_YOUR TASK_
Once you find the line containing "Place a point on every instance of the empty" in the data below, copy it and each following line exactly, up to and including the line containing "Place a point on every instance of the keyboard", and nothing else.

(Stored data entries)
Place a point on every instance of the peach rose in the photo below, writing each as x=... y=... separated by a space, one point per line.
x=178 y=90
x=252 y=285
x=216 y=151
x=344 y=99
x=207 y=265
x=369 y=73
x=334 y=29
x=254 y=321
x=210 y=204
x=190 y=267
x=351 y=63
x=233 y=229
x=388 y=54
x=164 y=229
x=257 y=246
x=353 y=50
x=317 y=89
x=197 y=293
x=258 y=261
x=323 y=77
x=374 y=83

...

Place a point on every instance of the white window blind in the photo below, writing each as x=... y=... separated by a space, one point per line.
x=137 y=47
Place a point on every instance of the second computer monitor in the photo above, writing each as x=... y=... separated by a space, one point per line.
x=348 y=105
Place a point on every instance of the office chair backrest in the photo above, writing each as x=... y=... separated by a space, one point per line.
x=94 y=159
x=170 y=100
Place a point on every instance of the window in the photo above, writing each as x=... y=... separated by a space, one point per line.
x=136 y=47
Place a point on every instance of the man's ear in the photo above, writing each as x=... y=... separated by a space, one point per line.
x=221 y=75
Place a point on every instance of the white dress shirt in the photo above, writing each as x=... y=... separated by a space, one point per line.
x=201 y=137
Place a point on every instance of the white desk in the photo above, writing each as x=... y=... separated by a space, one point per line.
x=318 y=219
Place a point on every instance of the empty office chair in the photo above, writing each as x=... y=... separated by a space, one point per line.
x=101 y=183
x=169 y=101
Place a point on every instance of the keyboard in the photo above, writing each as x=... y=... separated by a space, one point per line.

_RESPONSE TO THIS TASK_
Place a point on every instance of the empty office chair in the photo above, writing each as x=... y=... separated by a space, one point per line.
x=101 y=183
x=169 y=101
Place a point on every instance of the keyboard in the photo above, writing each as x=... y=... separated by a space, one point per line.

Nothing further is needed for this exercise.